WHAT THE TASK REQUIRES: Copy every line in the listing that contains "yellow".

LISTED ENTRIES:
BEGIN
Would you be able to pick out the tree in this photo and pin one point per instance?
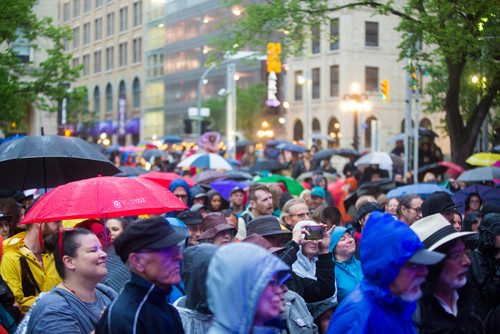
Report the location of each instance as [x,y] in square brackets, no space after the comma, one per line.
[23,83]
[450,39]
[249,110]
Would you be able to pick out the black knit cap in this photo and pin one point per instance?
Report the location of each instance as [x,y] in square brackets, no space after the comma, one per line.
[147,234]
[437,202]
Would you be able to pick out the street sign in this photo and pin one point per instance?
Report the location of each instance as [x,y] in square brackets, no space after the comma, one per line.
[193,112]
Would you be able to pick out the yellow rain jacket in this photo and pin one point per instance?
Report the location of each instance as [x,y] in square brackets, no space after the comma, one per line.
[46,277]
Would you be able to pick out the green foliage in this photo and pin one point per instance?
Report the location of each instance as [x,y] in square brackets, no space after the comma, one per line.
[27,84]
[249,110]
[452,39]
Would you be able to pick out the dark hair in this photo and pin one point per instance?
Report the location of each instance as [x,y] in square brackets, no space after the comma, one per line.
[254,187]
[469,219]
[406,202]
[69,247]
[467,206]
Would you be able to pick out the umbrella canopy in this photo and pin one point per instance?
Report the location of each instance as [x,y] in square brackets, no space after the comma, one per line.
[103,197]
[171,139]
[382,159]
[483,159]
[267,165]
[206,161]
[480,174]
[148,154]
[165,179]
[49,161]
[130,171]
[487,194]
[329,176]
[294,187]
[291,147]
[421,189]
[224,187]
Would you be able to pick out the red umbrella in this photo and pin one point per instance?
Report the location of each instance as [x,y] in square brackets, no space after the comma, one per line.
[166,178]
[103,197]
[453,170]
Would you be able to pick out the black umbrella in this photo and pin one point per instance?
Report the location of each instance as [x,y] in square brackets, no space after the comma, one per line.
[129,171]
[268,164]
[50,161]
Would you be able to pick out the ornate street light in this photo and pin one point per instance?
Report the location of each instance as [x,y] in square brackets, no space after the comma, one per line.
END
BEGIN
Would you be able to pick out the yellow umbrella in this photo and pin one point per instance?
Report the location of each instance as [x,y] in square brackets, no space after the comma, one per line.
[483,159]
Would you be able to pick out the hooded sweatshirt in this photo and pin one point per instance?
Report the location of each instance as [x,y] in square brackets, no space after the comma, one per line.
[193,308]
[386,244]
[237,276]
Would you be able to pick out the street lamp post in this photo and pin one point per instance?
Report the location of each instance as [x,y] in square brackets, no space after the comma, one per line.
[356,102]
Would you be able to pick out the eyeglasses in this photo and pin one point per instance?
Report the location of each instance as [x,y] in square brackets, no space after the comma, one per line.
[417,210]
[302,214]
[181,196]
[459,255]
END
ANSWER AREA:
Would you be able to pick out the yellow rain jacket in this photo and pin one point per instance?
Would you be able to pick out the yellow umbrella in this photo and pin one point per instance?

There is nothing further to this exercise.